Textausschnitt:
⟨

Wahn und Macht
Gerade ist im ZDF der Film "Die Wannseekonferenz" zu sehen und beim Ansehen dieses Werkes von Matti Geschonneck lief es mir nicht nur einmal eiskalt den Rücken hinunter. Zuerst einmal wegen des Themas – der sogenannten "Endlösung der Judenfrage", auf die dieser Bezug nimmt.
Diese hatte Hitler schon in "Mein Kampf" beschrieben und seit seiner Machtergreifung 1933 in Angriff genommen. Doch am 20. Januar 1942 fand eben besagte Konferenz am Wannsee statt – und im Angesicht des Scheiterns der Deutschen Wehrmacht vor Moskau – wurde im Sommer 1941 beschlossen, nicht nur Deutschland sondern ganz Europa "judenfrei" zu machen. Elf Millionen Menschen sollten diesem (Rassen-)Wahn zum Opfer fallen.
An den Wannsee hatte der Holocaust-Organisator Reinhard Heydrich Ministerialbeamte, Gauleiter und Wehrmachtsangehörige geladen, um im engen Zusammenspiel mit ihnen diesen unvorstellbaren Vernichtungsfeldzug generalstabsmäßig technisch, logistisch und finanziell zu planen.

⟩

Gespeicherte Daten:

⟨

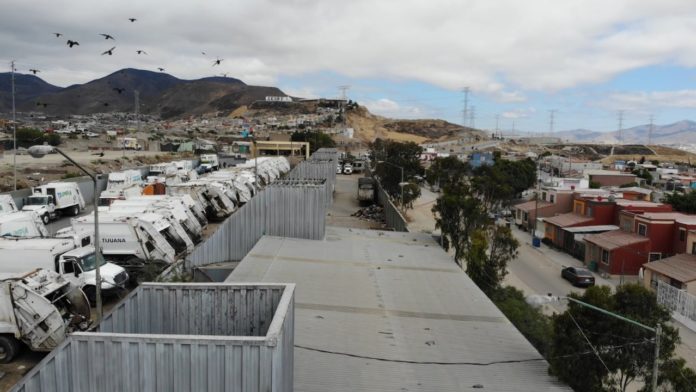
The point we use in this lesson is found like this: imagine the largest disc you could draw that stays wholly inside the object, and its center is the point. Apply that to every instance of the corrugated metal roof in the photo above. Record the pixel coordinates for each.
(531, 205)
(569, 219)
(615, 239)
(589, 229)
(385, 311)
(681, 267)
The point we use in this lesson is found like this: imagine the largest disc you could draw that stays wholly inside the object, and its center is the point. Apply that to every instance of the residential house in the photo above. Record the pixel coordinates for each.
(678, 271)
(552, 201)
(616, 252)
(610, 177)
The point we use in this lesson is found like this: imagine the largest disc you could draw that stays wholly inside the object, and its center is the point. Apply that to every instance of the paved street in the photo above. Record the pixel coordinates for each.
(538, 271)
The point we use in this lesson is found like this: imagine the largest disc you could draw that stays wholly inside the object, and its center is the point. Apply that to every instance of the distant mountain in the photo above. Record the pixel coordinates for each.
(159, 93)
(27, 87)
(679, 132)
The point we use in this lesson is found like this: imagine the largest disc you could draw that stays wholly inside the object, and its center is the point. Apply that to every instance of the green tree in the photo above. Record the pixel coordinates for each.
(388, 157)
(489, 253)
(625, 349)
(447, 171)
(316, 139)
(458, 214)
(682, 202)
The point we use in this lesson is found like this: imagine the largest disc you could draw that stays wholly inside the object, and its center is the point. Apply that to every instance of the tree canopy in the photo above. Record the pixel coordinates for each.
(626, 350)
(388, 157)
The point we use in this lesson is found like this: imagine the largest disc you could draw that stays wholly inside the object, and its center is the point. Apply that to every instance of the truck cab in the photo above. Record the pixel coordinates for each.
(210, 162)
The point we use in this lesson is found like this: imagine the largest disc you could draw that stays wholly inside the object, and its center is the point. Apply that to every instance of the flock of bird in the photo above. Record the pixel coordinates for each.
(110, 52)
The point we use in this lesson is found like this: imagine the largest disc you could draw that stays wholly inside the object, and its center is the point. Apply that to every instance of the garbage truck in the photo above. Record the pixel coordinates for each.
(38, 309)
(22, 224)
(76, 264)
(54, 199)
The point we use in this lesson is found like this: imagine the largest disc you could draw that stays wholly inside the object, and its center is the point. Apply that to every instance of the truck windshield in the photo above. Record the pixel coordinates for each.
(37, 200)
(89, 262)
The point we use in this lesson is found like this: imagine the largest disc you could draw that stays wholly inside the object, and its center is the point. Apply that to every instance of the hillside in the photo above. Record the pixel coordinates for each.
(27, 87)
(679, 132)
(160, 94)
(368, 127)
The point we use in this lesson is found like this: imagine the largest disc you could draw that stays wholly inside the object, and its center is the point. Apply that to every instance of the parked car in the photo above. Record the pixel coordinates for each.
(578, 276)
(347, 168)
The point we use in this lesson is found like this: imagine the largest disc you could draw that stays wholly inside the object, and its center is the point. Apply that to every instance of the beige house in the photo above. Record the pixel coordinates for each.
(678, 271)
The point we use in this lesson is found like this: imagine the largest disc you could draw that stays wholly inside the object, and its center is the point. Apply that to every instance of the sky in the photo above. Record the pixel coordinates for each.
(586, 60)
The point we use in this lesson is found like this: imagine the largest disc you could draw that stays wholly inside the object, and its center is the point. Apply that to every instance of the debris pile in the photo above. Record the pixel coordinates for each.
(372, 212)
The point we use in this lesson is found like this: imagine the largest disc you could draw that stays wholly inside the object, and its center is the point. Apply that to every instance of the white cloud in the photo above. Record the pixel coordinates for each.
(498, 48)
(387, 107)
(642, 101)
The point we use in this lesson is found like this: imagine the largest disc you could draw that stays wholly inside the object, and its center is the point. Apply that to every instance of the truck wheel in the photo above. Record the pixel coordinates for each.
(8, 349)
(91, 293)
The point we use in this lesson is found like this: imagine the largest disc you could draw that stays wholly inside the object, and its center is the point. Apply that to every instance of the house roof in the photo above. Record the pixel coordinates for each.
(681, 267)
(569, 219)
(377, 311)
(531, 205)
(615, 239)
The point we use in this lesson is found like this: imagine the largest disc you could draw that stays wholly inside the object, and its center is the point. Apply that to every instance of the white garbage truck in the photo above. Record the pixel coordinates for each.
(144, 244)
(38, 309)
(54, 199)
(76, 264)
(22, 224)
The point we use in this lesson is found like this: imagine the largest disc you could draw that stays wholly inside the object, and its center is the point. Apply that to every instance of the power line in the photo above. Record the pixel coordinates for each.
(465, 111)
(620, 136)
(552, 115)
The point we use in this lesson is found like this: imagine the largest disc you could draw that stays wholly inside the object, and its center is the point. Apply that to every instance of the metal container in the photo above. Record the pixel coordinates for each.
(180, 337)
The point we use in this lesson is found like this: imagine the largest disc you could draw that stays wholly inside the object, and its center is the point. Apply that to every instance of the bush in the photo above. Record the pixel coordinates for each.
(534, 325)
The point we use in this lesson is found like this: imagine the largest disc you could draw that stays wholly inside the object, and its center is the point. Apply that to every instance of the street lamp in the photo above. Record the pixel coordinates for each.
(40, 152)
(537, 300)
(401, 184)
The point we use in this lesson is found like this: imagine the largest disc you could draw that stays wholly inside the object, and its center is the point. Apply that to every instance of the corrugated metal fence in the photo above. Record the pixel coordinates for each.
(294, 207)
(679, 302)
(135, 355)
(392, 215)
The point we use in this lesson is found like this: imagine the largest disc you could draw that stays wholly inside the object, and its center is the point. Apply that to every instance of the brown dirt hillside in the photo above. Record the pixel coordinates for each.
(369, 126)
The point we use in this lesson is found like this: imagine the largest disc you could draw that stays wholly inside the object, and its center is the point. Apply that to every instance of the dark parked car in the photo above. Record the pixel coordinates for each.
(578, 276)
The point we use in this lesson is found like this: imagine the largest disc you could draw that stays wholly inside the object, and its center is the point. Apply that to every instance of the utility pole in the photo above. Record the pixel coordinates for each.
(552, 115)
(620, 114)
(473, 117)
(137, 108)
(465, 112)
(14, 127)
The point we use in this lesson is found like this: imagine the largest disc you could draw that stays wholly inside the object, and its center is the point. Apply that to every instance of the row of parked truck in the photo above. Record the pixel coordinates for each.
(140, 234)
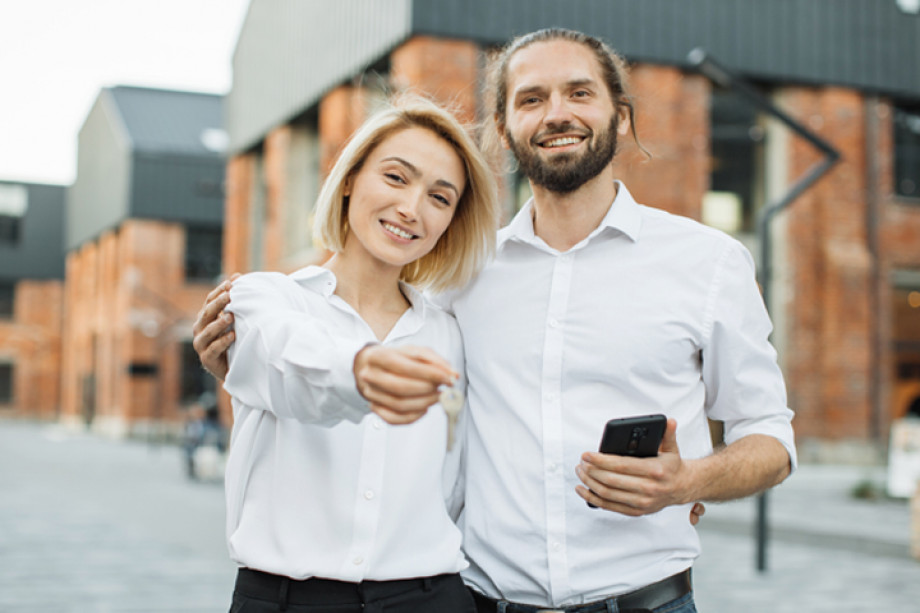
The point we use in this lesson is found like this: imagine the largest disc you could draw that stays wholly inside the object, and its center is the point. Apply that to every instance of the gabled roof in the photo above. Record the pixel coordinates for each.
(167, 121)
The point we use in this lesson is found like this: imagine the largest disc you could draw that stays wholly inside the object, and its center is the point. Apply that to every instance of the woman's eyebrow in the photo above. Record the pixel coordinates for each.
(415, 172)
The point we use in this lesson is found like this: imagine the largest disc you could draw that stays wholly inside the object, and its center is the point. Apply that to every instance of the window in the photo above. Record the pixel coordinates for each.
(737, 150)
(14, 200)
(6, 383)
(907, 150)
(7, 293)
(203, 249)
(905, 329)
(195, 379)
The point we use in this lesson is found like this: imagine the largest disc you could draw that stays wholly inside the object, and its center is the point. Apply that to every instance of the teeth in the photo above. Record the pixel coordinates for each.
(398, 232)
(562, 142)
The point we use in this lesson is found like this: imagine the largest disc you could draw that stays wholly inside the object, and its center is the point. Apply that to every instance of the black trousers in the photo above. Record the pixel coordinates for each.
(258, 592)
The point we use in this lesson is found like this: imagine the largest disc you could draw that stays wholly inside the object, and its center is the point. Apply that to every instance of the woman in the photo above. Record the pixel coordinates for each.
(339, 511)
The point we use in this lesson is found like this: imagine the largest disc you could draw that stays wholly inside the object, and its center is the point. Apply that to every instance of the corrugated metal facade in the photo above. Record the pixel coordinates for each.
(290, 52)
(181, 188)
(143, 153)
(39, 252)
(98, 198)
(865, 44)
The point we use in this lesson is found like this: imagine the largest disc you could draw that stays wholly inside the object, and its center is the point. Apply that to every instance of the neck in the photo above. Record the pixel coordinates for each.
(370, 288)
(564, 220)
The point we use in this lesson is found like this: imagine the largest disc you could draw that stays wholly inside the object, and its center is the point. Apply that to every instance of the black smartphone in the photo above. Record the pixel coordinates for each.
(638, 436)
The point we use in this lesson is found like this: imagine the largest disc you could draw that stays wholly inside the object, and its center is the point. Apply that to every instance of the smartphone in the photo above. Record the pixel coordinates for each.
(638, 436)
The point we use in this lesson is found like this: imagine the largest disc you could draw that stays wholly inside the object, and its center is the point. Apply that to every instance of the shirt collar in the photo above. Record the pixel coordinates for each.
(322, 281)
(623, 216)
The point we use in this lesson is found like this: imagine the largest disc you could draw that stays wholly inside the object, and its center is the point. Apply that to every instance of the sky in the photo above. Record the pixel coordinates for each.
(56, 55)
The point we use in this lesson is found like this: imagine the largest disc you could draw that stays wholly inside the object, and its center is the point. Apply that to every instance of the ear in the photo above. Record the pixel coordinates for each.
(623, 124)
(500, 128)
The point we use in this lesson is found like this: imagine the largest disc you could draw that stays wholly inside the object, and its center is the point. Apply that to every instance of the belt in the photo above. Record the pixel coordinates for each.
(645, 598)
(284, 590)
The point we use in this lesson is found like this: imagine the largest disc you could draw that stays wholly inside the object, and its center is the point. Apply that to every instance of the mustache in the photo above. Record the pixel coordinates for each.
(563, 128)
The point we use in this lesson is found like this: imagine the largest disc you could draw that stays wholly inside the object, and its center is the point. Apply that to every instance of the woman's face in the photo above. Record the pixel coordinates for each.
(403, 197)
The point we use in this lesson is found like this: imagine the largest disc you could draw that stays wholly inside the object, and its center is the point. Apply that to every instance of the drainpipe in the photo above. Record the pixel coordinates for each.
(875, 273)
(701, 61)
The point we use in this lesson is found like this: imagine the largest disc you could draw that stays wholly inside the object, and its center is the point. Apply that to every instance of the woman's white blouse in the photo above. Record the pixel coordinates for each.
(316, 484)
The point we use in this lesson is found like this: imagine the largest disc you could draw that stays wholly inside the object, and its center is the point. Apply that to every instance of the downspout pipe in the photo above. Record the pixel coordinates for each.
(718, 74)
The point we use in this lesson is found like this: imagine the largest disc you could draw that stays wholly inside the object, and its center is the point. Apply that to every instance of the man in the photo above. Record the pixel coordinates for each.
(595, 307)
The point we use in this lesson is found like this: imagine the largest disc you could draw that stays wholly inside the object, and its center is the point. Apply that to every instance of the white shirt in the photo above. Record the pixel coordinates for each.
(651, 313)
(316, 485)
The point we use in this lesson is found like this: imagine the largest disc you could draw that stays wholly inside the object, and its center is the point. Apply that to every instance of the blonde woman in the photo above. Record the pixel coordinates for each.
(330, 508)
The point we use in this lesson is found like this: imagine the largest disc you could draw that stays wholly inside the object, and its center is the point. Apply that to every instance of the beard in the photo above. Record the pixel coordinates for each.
(565, 172)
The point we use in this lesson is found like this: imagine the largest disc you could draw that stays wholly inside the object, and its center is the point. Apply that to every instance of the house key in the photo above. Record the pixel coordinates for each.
(451, 400)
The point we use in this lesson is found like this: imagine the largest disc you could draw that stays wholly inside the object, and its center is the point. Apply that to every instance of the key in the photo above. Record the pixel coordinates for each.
(452, 402)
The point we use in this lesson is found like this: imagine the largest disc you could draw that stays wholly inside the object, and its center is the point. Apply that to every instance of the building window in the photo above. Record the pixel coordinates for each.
(6, 383)
(195, 379)
(905, 331)
(735, 192)
(14, 200)
(203, 249)
(907, 150)
(7, 293)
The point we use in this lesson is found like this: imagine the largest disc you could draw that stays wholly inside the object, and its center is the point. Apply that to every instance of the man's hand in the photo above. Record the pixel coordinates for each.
(213, 330)
(401, 382)
(636, 486)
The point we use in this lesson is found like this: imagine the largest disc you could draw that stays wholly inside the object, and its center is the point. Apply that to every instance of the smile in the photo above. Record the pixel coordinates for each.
(398, 231)
(562, 141)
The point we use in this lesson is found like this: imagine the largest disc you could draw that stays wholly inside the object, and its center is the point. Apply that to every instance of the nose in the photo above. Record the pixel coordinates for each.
(557, 112)
(409, 206)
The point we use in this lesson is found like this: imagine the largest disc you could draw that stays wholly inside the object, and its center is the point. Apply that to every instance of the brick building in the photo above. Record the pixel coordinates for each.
(143, 239)
(31, 291)
(845, 294)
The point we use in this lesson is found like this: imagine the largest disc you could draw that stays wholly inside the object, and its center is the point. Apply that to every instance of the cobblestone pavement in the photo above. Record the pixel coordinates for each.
(94, 525)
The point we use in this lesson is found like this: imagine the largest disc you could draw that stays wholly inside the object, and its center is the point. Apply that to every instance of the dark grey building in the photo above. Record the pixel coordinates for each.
(150, 154)
(868, 45)
(31, 236)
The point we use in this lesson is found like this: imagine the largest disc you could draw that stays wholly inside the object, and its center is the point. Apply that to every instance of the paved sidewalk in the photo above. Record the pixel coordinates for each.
(828, 551)
(93, 525)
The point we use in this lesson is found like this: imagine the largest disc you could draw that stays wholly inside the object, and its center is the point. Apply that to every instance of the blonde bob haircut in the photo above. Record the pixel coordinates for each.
(469, 240)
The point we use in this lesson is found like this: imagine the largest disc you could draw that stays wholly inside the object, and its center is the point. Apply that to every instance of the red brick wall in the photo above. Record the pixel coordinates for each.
(446, 69)
(31, 341)
(237, 211)
(672, 122)
(127, 303)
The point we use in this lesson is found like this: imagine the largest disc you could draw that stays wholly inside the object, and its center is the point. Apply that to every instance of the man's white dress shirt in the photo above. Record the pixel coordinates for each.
(651, 313)
(316, 485)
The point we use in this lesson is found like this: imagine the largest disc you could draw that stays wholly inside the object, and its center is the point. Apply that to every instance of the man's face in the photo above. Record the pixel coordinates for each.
(561, 122)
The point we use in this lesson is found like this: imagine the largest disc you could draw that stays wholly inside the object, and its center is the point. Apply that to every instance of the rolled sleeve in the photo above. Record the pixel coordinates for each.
(744, 384)
(287, 362)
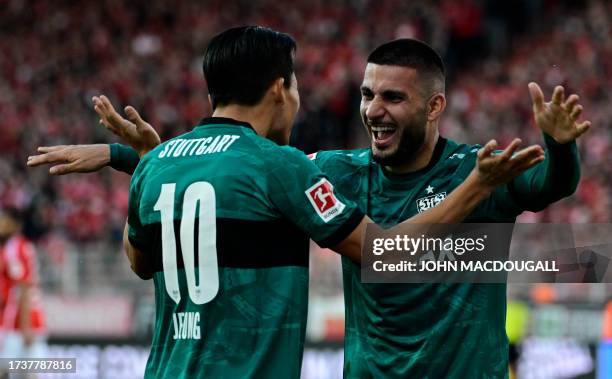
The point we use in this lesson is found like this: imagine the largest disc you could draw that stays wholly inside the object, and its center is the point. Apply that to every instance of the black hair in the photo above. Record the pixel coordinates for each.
(241, 63)
(408, 52)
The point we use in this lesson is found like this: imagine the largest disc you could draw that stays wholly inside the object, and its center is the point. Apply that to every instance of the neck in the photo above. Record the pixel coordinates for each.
(421, 158)
(259, 118)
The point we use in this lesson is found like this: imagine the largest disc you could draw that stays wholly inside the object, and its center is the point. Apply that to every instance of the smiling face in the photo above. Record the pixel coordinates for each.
(394, 112)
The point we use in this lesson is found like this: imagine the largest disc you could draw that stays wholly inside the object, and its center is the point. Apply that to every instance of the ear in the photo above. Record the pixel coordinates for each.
(276, 90)
(436, 106)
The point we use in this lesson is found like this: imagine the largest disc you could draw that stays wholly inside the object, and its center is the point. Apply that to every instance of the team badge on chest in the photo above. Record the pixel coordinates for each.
(430, 201)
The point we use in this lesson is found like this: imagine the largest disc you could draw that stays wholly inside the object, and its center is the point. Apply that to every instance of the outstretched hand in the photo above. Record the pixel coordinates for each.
(496, 169)
(134, 131)
(67, 159)
(558, 117)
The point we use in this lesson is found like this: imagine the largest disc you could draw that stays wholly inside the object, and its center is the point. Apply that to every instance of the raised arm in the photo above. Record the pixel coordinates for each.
(140, 135)
(491, 171)
(558, 175)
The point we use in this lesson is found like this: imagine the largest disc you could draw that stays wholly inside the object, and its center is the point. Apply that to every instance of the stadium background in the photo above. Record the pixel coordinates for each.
(54, 55)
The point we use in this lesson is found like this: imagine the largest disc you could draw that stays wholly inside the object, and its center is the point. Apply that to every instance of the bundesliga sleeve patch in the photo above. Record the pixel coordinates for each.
(321, 196)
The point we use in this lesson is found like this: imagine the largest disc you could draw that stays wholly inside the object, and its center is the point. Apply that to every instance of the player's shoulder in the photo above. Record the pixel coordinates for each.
(341, 158)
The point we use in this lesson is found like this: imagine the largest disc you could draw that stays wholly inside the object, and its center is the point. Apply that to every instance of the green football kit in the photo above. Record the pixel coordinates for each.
(428, 330)
(225, 217)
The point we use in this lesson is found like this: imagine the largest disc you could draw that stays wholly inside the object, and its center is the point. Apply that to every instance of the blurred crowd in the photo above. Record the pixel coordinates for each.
(55, 55)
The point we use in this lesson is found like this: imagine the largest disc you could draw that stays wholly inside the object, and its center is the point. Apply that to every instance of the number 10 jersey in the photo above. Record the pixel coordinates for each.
(224, 216)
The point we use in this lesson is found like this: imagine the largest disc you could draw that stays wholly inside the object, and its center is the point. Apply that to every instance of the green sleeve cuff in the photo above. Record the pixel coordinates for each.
(123, 158)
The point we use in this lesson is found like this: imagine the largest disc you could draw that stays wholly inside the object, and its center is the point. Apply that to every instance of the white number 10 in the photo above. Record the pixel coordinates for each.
(208, 274)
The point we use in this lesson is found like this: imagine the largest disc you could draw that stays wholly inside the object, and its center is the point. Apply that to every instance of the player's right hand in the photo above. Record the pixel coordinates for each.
(136, 132)
(496, 169)
(66, 159)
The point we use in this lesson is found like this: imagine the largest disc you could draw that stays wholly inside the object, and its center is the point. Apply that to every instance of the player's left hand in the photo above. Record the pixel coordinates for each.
(496, 169)
(558, 117)
(136, 132)
(67, 159)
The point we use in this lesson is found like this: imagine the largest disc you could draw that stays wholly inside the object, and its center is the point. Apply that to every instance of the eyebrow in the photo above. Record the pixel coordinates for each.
(387, 93)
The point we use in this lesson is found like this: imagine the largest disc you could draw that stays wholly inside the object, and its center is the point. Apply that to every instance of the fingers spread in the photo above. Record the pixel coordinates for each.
(537, 97)
(53, 157)
(576, 112)
(582, 128)
(133, 116)
(571, 102)
(558, 95)
(49, 149)
(62, 169)
(507, 153)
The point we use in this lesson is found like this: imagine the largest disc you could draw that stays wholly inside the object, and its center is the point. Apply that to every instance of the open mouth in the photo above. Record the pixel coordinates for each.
(383, 135)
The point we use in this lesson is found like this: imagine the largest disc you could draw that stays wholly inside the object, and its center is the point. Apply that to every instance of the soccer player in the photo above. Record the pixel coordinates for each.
(21, 316)
(397, 330)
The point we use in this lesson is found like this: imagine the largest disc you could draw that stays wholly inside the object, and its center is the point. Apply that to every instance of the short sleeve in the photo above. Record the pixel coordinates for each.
(305, 196)
(136, 232)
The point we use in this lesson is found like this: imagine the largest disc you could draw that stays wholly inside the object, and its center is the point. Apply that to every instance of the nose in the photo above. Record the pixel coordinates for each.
(375, 109)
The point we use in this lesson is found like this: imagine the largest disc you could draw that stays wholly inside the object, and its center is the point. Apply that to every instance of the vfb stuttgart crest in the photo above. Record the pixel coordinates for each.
(323, 200)
(430, 201)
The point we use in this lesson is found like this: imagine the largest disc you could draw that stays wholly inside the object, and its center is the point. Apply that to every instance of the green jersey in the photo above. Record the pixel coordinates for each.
(224, 215)
(433, 330)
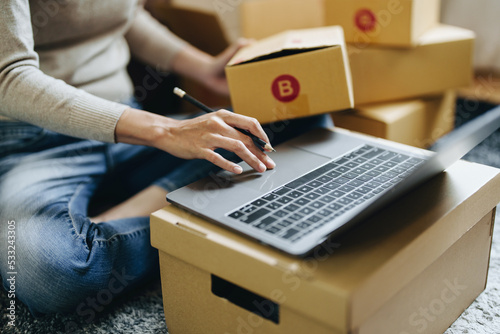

⟩

Aufgaben bearbeiten:
A – Übersetzen Sie den folgenden Satz aus dem Textausschnitt zur Wannseekonferenz ins Englische: „An den Wannsee hatte der Holocaust-Organisator Reinhard Heydrich Ministerialbeamte, Gauleiter und Wehrmachtsangehörige geladen, um im engen Zusammenspiel mit ihnen diesen unvorstellbaren Vernichtungsfeldzug generalstabsmäßig technisch, logistisch und finanziell zu planen.“
B – Nennen Sie den Sender, in dem der Film „Die Wannseekonferenz“ laut dem Textausschnitt gerade zu sehen ist.
C – Entscheiden Sie für jede Aussage, ob sie mit dem Textausschnitt zur Wannseekonferenz übereinstimmt: (i) Hitler hatte die sogenannte „Endlösung der Judenfrage“ schon in „Mein Kampf“ beschrieben. (ii) Heydrich lud ausschließlich Wehrmachtsangehörige an den Wannsee. (iii) Die Konferenz am Wannsee fand am 20. Januar 1942 statt.

Lösungen der Aufgaben:
A – Holocaust organizer Reinhard Heydrich had invited ministry officials, Gauleiters and members of the Wehrmacht to the Wannsee in order to plan this unimaginable campaign of extermination with general-staff precision, technically, logistically and financially, in close cooperation with them.

B – Im ZDF.

C –
(i) Ja: „Diese hatte Hitler schon in "Mein Kampf" beschrieben“
(ii) Nein: „Ministerialbeamte, Gauleiter und Wehrmachtsangehörige geladen“
(iii) Ja: „am 20. Januar 1942 fand eben besagte Konferenz am Wannsee statt“